[Data for processing]
◆ ◆ ◆ ◆ ◆
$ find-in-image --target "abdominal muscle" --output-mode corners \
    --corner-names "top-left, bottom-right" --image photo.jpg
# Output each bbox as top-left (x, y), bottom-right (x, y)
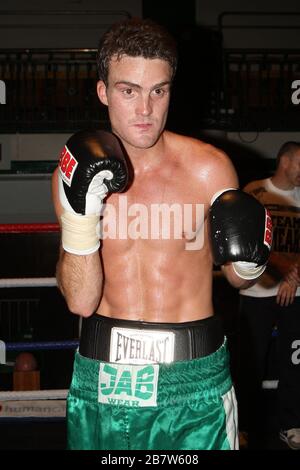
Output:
top-left (97, 237), bottom-right (214, 323)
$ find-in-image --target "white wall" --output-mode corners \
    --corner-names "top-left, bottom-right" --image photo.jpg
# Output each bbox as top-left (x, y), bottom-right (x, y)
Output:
top-left (227, 131), bottom-right (300, 160)
top-left (1, 1), bottom-right (299, 223)
top-left (0, 133), bottom-right (71, 170)
top-left (0, 174), bottom-right (56, 223)
top-left (196, 0), bottom-right (300, 48)
top-left (2, 130), bottom-right (300, 224)
top-left (196, 0), bottom-right (300, 27)
top-left (0, 0), bottom-right (142, 48)
top-left (0, 1), bottom-right (143, 223)
top-left (0, 132), bottom-right (71, 223)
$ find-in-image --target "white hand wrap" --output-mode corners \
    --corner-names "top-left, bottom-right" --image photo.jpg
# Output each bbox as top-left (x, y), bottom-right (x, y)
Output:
top-left (232, 261), bottom-right (266, 280)
top-left (61, 211), bottom-right (100, 255)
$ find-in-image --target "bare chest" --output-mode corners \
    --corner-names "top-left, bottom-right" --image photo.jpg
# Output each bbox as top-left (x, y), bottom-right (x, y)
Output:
top-left (101, 171), bottom-right (207, 252)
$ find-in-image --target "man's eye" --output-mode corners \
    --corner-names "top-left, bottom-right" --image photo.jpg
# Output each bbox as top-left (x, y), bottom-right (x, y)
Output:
top-left (123, 88), bottom-right (133, 95)
top-left (152, 88), bottom-right (167, 98)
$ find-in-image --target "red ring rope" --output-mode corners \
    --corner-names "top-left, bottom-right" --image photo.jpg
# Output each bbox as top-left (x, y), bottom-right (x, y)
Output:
top-left (0, 223), bottom-right (60, 233)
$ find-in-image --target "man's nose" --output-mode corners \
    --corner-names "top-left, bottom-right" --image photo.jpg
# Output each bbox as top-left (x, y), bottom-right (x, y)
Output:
top-left (136, 95), bottom-right (152, 116)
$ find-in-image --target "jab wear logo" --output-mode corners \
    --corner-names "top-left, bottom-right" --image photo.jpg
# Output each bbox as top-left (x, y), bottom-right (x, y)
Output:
top-left (264, 209), bottom-right (273, 249)
top-left (98, 363), bottom-right (159, 407)
top-left (59, 145), bottom-right (78, 186)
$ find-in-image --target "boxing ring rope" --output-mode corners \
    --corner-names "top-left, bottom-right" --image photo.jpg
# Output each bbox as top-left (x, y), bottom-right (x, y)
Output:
top-left (0, 224), bottom-right (57, 287)
top-left (0, 278), bottom-right (57, 288)
top-left (0, 389), bottom-right (68, 419)
top-left (0, 222), bottom-right (278, 422)
top-left (0, 389), bottom-right (67, 400)
top-left (0, 223), bottom-right (59, 233)
top-left (0, 222), bottom-right (70, 419)
top-left (5, 340), bottom-right (79, 352)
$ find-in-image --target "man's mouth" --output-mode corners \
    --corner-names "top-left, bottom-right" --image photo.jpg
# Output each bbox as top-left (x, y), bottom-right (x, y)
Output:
top-left (133, 123), bottom-right (152, 129)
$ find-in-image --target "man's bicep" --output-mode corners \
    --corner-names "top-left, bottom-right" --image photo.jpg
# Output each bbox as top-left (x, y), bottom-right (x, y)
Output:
top-left (206, 150), bottom-right (239, 203)
top-left (51, 167), bottom-right (63, 222)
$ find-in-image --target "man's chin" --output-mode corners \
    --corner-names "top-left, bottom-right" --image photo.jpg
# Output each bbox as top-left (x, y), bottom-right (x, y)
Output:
top-left (127, 134), bottom-right (160, 150)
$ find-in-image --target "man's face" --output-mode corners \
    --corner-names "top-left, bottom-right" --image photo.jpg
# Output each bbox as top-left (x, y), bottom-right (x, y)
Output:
top-left (284, 150), bottom-right (300, 187)
top-left (97, 55), bottom-right (172, 150)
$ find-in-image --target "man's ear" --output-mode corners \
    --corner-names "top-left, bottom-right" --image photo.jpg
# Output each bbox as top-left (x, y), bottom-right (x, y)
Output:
top-left (97, 80), bottom-right (108, 106)
top-left (281, 154), bottom-right (290, 169)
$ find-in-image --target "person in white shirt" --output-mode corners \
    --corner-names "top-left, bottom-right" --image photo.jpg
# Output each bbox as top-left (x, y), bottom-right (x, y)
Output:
top-left (237, 141), bottom-right (300, 449)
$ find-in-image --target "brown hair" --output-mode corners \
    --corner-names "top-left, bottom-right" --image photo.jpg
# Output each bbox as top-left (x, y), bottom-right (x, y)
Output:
top-left (276, 141), bottom-right (300, 167)
top-left (97, 17), bottom-right (178, 84)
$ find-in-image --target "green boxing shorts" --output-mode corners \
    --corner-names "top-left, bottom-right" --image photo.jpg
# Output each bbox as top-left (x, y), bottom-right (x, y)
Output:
top-left (67, 314), bottom-right (238, 450)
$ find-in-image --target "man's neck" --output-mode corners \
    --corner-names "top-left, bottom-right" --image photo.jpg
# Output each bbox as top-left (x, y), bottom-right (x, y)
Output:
top-left (124, 134), bottom-right (167, 176)
top-left (270, 174), bottom-right (294, 191)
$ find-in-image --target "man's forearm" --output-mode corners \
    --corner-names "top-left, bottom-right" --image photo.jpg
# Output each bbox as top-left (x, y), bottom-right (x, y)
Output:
top-left (56, 249), bottom-right (103, 317)
top-left (221, 264), bottom-right (257, 289)
top-left (268, 251), bottom-right (290, 275)
top-left (268, 252), bottom-right (300, 284)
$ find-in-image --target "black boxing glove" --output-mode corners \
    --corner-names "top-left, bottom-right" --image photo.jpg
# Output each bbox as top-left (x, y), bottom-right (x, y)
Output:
top-left (209, 189), bottom-right (272, 280)
top-left (58, 129), bottom-right (128, 255)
◆ ◆ ◆ ◆ ◆
[Work to complete] Every line that contains the string "boxing" should be returned from the data.

[Solution for this problem]
$ find-in-image --target "boxing ring rope" --output-mode corners \
$ find-in-image --target "green boxing shorts" --output-mode corners \
$ find-in-image --target "black boxing glove" --output-mode corners \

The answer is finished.